- _Supplied text_:
"""

The cellular etiology of chromosome translocations

Abstract

Chromosome translocations are the most severe form of genome defect. Translocations represent the end product of a series of cellular mistakes and they form after cells suffer multiple DNA double strand breaks (DSBs), which evade the surveillance mechanisms that usually eliminate them. Rather than being accurately repaired, translocating DSBs are misjoined to form aberrant fusion chromosomes. Although translocations have been extensively characterized using cytological methods and their pathological relevance in cancer and numerous other diseases is well established, how translocations form in the context of the intact cell nucleus is poorly understood. A combination of imaging approaches and biochemical methods to probe genome architecture and chromatin structure suggest that the spatial organization of the genome and features of chromatin, including sequence properties, higher order chromatin structure and histone modifications, are key determinants of translocation formation.

Figure 1. The presence of breaks and the spatial arrangement of chromosomes influence translocation frequency

Translocations cannot form in the absence of breaks. In the presence of breaks, the spatial positioning of the broken chromosomes affects translocation outcome. Proximal breaks translocate with high frequency. Distal breaks can also translocate, albeit at lower frequency.

Figure 2. DNA and chromatin features in breakage susceptibility

DNA sequence features (green), histone modifications (yellow), and chromatin structure (red) may facilitate breakage susceptibility and represent an important upstream event in translocation formation. (right) The combined effect of sequence and chromatin features is evident in prostate cancer, where liganded androgen receptor (AR) recruits AID and TOP2B to translocation breakage sites.

"""

Point localization records:
"""

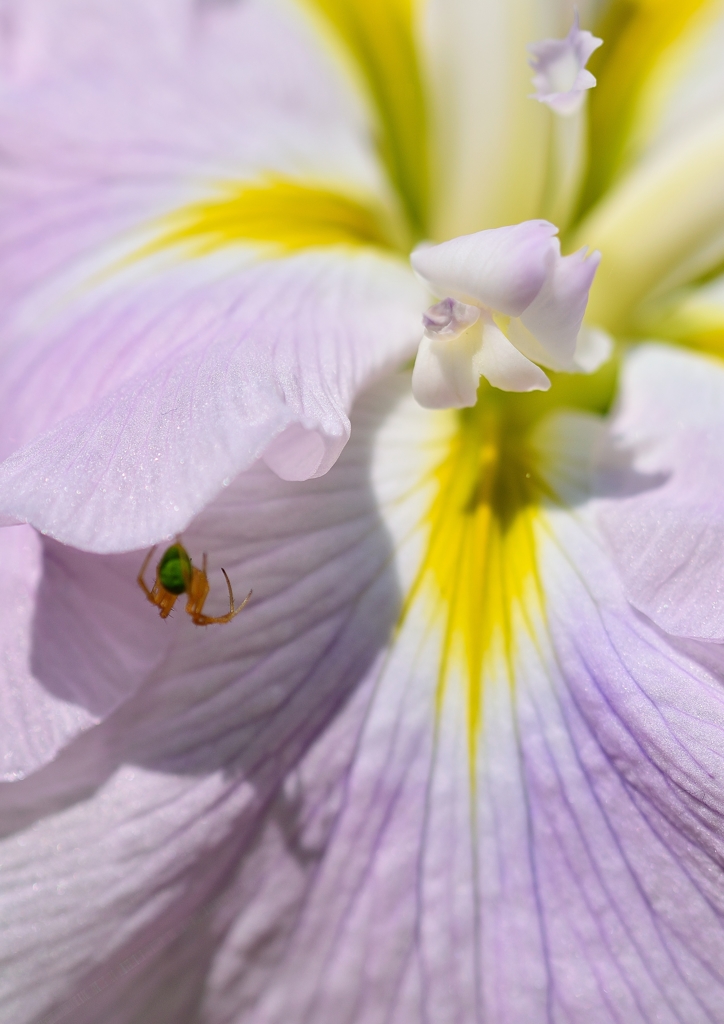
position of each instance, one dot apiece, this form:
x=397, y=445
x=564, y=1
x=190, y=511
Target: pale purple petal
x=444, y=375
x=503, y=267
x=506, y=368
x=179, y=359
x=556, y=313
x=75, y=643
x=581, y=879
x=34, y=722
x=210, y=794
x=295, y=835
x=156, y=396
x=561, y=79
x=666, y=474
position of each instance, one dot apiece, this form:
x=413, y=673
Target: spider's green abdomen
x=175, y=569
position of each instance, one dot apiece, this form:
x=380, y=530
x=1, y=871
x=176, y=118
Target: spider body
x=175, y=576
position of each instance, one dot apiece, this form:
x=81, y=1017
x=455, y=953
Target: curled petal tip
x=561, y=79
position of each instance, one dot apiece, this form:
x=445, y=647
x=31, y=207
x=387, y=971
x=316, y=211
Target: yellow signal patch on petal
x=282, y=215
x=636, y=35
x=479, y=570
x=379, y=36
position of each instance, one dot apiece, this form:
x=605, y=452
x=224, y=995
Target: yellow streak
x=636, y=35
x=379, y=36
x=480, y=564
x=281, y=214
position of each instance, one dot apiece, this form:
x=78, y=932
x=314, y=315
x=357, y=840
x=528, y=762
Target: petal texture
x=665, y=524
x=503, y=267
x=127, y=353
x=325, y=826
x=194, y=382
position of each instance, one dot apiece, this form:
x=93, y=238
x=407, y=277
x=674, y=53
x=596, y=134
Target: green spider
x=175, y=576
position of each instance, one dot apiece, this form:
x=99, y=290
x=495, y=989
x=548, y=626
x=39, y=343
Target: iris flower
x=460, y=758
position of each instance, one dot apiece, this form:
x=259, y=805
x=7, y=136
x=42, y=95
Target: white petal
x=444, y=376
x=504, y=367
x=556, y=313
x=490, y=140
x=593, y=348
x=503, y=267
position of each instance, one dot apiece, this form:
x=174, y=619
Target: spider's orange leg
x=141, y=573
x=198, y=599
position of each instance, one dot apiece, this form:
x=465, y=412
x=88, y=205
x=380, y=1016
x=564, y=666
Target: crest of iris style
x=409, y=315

"""
"""

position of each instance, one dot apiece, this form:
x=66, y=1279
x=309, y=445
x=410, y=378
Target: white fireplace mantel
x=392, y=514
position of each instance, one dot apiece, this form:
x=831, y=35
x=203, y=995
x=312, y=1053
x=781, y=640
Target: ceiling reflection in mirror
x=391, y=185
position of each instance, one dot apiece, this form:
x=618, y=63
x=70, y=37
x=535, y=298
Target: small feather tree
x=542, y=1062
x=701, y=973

"""

- _Task to complete_:
Translate into Spanish this sentence from the text on chromosome translocations: "Translocations cannot form in the absence of breaks."

- _Answer to the problem_:
Las translocaciones no pueden formarse en ausencia de roturas.